:: REQUIRED WORK ::
Copy the records below line for line, without changing anything.

** Start INFORMATION GIVEN **

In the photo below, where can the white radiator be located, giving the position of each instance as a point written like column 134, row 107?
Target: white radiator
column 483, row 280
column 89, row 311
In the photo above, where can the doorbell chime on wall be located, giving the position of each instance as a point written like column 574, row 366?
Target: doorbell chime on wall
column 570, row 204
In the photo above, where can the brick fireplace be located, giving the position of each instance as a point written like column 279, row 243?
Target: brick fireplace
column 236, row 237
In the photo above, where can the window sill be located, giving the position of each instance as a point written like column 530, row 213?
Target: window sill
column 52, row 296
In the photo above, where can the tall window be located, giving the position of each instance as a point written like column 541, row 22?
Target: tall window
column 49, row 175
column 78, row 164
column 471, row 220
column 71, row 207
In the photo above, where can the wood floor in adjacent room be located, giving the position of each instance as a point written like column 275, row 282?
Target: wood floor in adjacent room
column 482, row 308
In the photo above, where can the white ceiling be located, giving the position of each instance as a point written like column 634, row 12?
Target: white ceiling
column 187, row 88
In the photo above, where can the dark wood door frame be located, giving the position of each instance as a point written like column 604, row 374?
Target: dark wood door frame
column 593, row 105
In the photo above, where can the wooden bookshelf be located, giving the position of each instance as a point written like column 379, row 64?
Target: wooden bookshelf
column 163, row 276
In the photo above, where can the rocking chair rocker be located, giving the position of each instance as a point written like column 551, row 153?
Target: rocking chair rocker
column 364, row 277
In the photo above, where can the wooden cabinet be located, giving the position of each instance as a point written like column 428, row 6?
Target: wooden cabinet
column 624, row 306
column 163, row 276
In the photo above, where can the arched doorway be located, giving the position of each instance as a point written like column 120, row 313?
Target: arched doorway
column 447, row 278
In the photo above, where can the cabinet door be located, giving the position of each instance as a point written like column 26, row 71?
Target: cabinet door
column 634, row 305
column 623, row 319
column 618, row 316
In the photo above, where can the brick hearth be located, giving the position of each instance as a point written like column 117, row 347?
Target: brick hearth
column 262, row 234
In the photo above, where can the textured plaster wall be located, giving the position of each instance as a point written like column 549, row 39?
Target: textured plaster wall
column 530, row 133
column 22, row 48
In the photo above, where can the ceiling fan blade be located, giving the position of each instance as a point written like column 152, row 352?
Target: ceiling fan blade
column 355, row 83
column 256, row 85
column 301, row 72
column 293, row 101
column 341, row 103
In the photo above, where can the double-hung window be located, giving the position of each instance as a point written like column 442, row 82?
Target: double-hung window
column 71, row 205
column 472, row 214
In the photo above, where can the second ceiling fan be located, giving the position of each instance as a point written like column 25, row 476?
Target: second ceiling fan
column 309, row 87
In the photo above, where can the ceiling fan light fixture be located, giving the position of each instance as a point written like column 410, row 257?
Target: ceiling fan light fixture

** End INFORMATION GIVEN **

:: TASK RESULT ::
In the photo below, where can the white radiator be located, giving the position of each instance as a point written like column 134, row 107?
Target: white radiator
column 483, row 280
column 89, row 311
In the photo above, where can the doorbell chime on wall be located, giving the position of each instance as a point written like column 574, row 366?
Target: doorbell chime on wall
column 570, row 204
In the photo above, where can the brick fireplace be located, giving the position of each instance as a point written like column 279, row 243?
Target: brick fireplace
column 236, row 237
In the photo above, where can the window sill be located, giving the position of each instance as a point written like column 530, row 213?
Target: window sill
column 52, row 296
In the photo above, where can the tall window be located, giving the position of each instance as a point written like column 541, row 22?
Target: tall window
column 49, row 175
column 78, row 164
column 471, row 220
column 71, row 207
In the photo above, where can the wood floor in adjacent room be located, giving the position of each instance as a point written like column 275, row 282?
Target: wood floor in adjacent room
column 482, row 308
In the photo above, where can the white ceiling be located, giving the position of each instance as a point written like column 634, row 12?
Target: white ceiling
column 187, row 88
In the photo above, where can the dark wood door frame be located, giving the position of each instance as a point written like column 604, row 374?
Target: dark wood door frame
column 593, row 105
In the photo above, where can the wooden bookshelf be located, giving the position of each instance as a point written like column 379, row 64?
Target: wooden bookshelf
column 163, row 276
In the photo above, where can the rocking chair rocker be located, giving the position of each instance as a point written like column 551, row 153?
Target: rocking chair rocker
column 364, row 277
In the photo above, where can the wooden cabinet be located, giving the position of each instance as a point written like column 428, row 6?
Target: wooden cabinet
column 624, row 306
column 163, row 276
In the photo above, where can the arched doorway be located, giving the position of each instance as a point written like column 120, row 313?
Target: arched doorway
column 447, row 278
In the photo above, where can the cabinet door be located, giving the position of each instance as a point written like column 26, row 71?
Target: cabinet door
column 634, row 305
column 623, row 319
column 618, row 316
In the photo above, where can the brick hearth be located, giving the position of each instance as a point written like column 117, row 347?
Target: brick hearth
column 262, row 234
In the photo above, where can the textured plaster wall be located, giving the position of each instance as a point written like column 549, row 39?
Target: textured plaster wall
column 530, row 133
column 22, row 48
In the photo above, where can the ceiling fan blade be located, giving the position of each instance as a point written like column 152, row 352?
Target: ceiling fan blade
column 355, row 83
column 256, row 85
column 301, row 72
column 293, row 101
column 341, row 103
In the photo above, where can the double-hung window be located, giving the position of each instance as a point written like column 442, row 82?
Target: double-hung window
column 71, row 205
column 472, row 214
In the photo above, where can the second ceiling fan be located, giving the position of each instance as a point written like column 25, row 476?
Target: second ceiling fan
column 309, row 87
In the photo above, where can the ceiling fan light fixture be located, giving the position of each instance as a point written like column 410, row 257?
Target: ceiling fan light fixture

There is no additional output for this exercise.